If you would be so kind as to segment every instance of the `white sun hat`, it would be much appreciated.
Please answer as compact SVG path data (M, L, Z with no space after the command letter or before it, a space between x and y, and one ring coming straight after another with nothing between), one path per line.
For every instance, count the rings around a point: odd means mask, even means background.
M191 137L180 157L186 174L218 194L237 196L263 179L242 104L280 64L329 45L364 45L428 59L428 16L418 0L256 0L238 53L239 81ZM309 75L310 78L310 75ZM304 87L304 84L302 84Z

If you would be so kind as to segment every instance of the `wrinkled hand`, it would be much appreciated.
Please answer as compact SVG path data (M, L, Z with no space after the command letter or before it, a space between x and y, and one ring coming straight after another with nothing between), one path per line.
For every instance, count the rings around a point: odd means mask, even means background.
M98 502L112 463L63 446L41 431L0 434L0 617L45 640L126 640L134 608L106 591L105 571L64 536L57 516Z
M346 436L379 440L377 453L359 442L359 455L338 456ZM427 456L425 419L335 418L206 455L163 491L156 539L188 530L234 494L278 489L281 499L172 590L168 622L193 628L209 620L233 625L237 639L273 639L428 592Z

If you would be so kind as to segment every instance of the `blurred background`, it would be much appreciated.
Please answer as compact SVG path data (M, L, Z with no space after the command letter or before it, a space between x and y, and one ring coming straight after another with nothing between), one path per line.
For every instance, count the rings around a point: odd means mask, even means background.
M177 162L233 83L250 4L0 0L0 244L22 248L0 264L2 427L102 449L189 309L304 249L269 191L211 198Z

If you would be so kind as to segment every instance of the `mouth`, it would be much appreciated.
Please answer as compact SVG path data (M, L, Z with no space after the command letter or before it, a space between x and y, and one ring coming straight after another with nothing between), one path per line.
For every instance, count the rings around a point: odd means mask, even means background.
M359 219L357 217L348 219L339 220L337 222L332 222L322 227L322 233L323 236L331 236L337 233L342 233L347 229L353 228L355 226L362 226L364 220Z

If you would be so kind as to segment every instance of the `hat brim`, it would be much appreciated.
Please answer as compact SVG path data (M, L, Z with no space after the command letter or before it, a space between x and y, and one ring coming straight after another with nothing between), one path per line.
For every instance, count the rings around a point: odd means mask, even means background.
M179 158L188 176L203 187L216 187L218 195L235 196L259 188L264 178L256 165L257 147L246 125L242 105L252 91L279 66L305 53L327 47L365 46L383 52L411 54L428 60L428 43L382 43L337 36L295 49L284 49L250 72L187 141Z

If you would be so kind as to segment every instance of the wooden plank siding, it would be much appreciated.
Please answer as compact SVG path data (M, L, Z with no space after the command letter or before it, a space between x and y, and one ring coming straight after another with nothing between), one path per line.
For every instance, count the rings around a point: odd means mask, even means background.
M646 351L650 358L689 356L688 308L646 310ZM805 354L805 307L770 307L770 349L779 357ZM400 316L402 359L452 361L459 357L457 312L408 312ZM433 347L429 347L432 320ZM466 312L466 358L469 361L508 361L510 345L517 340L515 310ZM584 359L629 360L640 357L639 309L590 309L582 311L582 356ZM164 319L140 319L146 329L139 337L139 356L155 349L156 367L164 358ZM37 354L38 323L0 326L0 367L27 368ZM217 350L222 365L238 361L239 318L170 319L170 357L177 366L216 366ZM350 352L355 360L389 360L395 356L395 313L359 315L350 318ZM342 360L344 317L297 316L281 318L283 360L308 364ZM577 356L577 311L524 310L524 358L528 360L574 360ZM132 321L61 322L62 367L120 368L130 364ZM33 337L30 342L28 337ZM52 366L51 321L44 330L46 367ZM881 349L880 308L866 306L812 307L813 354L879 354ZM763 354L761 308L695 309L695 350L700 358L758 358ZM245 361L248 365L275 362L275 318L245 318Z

○ ○ ○

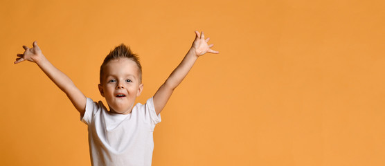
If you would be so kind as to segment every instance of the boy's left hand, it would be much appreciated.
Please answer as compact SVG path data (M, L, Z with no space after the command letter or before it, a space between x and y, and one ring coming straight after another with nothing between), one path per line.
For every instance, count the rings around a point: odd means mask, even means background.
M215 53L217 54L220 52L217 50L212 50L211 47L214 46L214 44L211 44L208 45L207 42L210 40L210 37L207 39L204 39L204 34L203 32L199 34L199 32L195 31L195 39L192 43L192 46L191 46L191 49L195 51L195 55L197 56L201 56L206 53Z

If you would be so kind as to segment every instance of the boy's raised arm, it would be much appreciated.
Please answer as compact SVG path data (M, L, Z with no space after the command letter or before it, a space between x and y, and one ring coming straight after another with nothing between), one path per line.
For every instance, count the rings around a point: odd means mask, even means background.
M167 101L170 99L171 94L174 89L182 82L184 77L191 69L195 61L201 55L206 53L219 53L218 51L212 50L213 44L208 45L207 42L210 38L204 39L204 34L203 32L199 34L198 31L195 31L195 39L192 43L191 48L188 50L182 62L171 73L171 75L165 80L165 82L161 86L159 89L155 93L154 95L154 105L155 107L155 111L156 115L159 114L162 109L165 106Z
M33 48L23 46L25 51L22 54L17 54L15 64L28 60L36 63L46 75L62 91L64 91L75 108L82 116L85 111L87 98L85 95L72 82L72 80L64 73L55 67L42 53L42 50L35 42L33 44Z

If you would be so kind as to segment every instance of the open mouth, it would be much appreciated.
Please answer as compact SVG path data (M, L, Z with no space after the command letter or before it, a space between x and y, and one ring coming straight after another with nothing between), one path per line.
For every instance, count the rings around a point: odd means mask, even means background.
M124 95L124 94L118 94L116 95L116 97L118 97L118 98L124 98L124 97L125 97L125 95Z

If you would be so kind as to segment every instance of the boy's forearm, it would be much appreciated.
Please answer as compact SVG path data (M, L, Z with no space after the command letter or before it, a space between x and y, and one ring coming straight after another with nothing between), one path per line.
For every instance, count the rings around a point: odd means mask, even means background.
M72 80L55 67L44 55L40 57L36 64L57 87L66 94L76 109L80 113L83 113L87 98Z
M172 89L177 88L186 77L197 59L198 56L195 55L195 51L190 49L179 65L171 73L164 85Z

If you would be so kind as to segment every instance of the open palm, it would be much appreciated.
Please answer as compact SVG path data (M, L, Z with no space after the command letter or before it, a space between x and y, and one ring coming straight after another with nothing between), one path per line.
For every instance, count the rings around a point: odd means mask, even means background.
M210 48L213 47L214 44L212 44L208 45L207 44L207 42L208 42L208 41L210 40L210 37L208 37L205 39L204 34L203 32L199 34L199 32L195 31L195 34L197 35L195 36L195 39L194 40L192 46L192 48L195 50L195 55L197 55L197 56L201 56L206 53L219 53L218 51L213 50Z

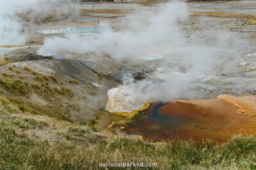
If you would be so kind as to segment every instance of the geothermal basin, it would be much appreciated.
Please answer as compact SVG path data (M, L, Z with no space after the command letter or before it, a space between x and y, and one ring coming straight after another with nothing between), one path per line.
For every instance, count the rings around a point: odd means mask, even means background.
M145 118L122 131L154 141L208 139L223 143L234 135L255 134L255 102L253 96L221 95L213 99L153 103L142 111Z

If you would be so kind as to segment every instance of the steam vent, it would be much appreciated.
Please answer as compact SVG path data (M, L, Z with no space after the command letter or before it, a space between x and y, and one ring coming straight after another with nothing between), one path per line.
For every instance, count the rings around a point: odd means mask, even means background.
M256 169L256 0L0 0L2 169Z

○ ○ ○

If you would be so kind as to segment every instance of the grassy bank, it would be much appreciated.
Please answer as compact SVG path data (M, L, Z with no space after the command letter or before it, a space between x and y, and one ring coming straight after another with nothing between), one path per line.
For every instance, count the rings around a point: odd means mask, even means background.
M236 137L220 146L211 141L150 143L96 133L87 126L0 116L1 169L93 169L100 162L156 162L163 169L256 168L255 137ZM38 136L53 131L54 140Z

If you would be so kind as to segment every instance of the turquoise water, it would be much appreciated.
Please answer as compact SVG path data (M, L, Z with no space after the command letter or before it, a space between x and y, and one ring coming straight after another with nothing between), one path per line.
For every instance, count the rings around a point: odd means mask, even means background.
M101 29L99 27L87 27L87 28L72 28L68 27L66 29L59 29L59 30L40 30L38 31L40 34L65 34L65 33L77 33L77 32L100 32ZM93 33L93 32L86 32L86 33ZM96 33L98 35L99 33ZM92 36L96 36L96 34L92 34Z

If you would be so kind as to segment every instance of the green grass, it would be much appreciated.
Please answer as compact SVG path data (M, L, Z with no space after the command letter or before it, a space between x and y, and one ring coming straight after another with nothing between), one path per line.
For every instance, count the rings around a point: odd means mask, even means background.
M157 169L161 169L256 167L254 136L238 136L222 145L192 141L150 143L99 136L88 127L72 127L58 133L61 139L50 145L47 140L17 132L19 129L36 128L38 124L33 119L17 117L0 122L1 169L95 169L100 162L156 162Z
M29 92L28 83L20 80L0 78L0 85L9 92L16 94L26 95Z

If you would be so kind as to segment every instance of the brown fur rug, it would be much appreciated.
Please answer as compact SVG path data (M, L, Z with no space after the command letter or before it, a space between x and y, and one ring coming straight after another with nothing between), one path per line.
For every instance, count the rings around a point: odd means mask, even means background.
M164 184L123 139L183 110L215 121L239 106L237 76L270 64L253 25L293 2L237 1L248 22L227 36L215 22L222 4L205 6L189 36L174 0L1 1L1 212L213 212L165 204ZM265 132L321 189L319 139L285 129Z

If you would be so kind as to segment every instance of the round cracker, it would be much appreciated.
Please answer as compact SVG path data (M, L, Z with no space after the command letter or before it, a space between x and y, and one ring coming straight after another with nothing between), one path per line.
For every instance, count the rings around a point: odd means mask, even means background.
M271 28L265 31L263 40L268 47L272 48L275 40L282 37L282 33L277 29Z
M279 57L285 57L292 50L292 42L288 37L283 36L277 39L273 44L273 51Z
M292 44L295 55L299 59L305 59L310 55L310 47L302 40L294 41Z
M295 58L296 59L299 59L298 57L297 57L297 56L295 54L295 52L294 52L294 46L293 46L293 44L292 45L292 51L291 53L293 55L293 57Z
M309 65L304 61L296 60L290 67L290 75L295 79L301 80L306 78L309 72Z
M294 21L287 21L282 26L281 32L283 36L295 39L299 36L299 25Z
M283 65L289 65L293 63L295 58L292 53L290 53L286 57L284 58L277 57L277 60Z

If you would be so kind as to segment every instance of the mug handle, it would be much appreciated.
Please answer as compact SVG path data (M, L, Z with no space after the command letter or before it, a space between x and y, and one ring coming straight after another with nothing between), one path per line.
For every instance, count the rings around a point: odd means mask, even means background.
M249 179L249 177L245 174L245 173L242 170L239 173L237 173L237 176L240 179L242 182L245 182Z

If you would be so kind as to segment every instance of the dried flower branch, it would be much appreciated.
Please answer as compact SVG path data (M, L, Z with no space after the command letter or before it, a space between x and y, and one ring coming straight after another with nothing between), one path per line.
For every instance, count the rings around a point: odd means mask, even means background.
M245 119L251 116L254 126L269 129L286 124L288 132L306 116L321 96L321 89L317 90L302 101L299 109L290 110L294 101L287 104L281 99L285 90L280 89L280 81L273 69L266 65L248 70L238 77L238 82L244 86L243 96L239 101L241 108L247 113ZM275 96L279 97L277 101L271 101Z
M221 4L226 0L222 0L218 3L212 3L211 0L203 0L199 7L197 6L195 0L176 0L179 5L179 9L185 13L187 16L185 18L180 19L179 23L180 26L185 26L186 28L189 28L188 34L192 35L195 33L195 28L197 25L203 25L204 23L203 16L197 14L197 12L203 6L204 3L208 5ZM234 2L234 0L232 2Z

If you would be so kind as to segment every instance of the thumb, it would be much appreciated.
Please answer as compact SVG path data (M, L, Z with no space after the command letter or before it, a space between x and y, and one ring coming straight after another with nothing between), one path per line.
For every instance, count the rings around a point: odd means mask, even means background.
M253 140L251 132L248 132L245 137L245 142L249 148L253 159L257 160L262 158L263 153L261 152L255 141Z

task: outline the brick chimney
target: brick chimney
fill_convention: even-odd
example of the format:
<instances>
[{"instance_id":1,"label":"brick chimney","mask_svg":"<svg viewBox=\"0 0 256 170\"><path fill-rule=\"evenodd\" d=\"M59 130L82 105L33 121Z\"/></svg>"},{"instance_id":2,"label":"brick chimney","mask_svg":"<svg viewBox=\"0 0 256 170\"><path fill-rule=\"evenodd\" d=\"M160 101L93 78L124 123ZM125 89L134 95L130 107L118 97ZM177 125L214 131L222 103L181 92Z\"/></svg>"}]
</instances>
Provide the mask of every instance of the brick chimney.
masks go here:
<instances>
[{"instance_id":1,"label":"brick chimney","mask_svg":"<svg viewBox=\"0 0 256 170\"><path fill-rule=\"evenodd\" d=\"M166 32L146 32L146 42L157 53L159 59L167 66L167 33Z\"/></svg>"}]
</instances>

○ ○ ○

■ **OBJECTIVE**:
Count the lines in the items above that contain the word "open", and give only that number.

■ **TASK ANSWER**:
2